Task prompt: Report every line of the listing below that contains the word "black", treating uppercase and lowercase letters as different.

+ + + +

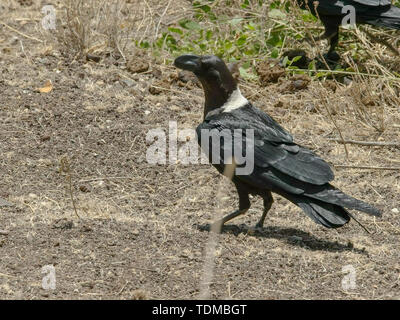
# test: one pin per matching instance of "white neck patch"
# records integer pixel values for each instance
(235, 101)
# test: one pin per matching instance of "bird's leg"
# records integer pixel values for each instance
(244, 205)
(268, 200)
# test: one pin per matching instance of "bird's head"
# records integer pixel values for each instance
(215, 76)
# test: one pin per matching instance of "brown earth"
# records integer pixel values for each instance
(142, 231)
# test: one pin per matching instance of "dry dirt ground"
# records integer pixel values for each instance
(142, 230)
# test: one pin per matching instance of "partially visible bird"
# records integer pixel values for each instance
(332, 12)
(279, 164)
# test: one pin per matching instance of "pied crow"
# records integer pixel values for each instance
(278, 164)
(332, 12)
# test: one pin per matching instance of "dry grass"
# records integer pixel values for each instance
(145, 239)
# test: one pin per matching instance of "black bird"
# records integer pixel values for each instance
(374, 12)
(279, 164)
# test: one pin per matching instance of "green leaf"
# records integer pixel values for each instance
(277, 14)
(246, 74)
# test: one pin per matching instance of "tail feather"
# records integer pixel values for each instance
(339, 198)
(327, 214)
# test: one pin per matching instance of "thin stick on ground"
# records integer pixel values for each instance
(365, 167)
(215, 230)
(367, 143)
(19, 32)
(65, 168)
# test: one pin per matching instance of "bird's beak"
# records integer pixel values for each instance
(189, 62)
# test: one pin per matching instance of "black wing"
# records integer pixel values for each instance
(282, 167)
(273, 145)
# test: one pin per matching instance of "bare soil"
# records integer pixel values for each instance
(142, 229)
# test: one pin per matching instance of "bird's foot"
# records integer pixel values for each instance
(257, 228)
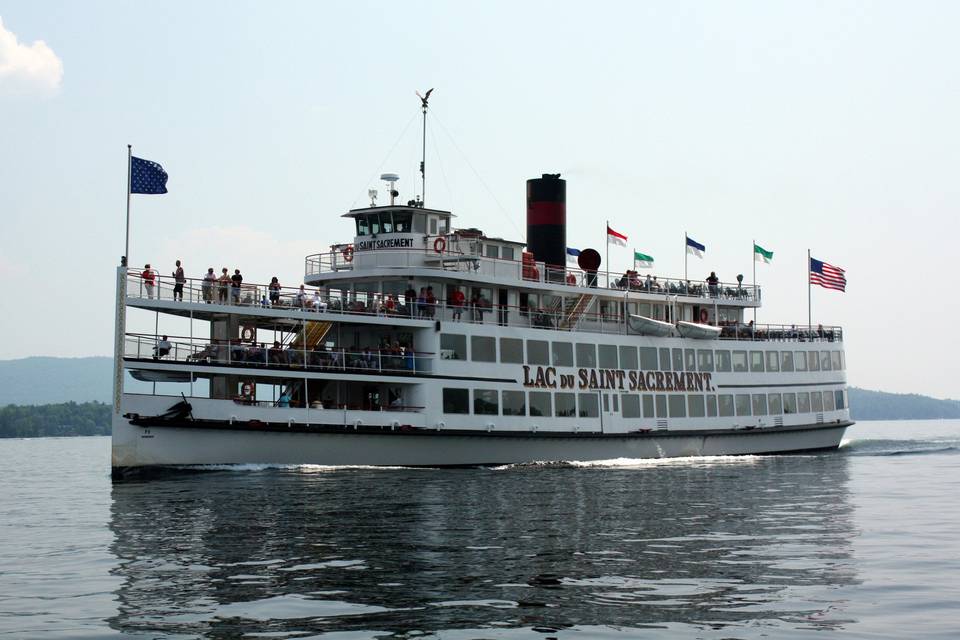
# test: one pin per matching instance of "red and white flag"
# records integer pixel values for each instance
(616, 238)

+ + + +

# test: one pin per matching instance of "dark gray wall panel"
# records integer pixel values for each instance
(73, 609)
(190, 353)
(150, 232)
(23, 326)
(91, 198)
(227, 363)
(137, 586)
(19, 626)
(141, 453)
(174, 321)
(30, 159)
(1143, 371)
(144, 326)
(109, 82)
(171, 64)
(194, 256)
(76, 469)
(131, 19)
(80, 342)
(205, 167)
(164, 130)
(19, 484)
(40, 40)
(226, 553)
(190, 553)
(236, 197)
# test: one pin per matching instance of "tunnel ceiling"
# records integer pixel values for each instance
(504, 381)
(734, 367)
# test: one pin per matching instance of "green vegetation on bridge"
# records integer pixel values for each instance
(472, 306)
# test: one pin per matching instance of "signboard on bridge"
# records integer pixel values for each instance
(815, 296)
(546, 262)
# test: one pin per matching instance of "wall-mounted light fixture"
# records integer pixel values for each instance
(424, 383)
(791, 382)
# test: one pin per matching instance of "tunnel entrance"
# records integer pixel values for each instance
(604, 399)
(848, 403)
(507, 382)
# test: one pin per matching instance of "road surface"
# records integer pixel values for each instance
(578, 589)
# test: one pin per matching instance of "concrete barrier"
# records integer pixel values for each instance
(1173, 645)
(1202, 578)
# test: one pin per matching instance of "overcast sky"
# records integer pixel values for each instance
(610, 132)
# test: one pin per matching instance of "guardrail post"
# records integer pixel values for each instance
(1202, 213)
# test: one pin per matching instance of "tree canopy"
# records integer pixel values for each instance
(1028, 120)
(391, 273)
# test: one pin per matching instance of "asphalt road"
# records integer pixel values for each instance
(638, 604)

+ + + +

The output:
# test: one pin per matching instance of "black bird"
# test: one pin per matching instance of "black wing"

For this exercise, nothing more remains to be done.